Google’s aggressive bundling of Gemini into Workspace and Cloud also cut into the addressable market. When your AI assistant comes free with Gmail, paying $20 a month for ChatGPT Plus becomes a harder sell.
The Data Center Math Doesn’t Work Without Growth
Here’s where Sarah Friar’s warning becomes existential. OpenAI has committed to hundreds of billions of dollars in data center contracts over the next several years. The $300 billion deal with Oracle alone represents a five-year commitment that requires revenue to not just grow, but to compound at rates that would make a SaaS company blush.
OpenAI’s board directors, according to the WSJ, have started questioning CEO Sam Altman’s push to secure even more computing power despite weakening revenue. This is the first public signal that Altman’s “spend now, monetize later” strategy is facing real internal resistance — not from critics or competitors, but from the people with fiduciary responsibility to OpenAI’s investors.
The math is straightforward. If you’re spending $14 billion a year (OpenAI’s last disclosed loss rate) and revenue growth stalls, the burn rate doesn’t just stay the same — it accelerates as data center commitments come due. You can raise more money, but at some point the cap table becomes so diluted that even an IPO at a $1 trillion valuation doesn’t generate meaningful returns for later investors.
Why Chip Stocks Took the Hit
Oracle’s 6% drop makes sense — it’s directly exposed to OpenAI’s ability to pay for compute. But why did Nvidia fall 5%? Because OpenAI is the single largest buyer of AI chips on the planet, and if its CFO is worried about paying for data centers, the entire demand curve that underpins Nvidia’s $3 trillion market cap just got called into question.

Required action A
Reproduce the passage on OpenAI's spending, starting at "The Data Center" and ending at "SaaS company blush.".
Required action B
In the passage on OpenAI's spending, what is the stated value of OpenAI's deal with Oracle?
These lines have no connection to the passage on OpenAI's spending.

Given material
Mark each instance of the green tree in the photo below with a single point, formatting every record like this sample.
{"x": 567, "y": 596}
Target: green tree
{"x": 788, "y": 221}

Result A
The Data Center Math Doesn’t Work Without Growth
Here’s where Sarah Friar’s warning becomes existential. OpenAI has committed to hundreds of billions of dollars in data center contracts over the next several years. The $300 billion deal with Oracle alone represents a five-year commitment that requires revenue to not just grow, but to compound at rates that would make a SaaS company blush.

Result B
$300 billion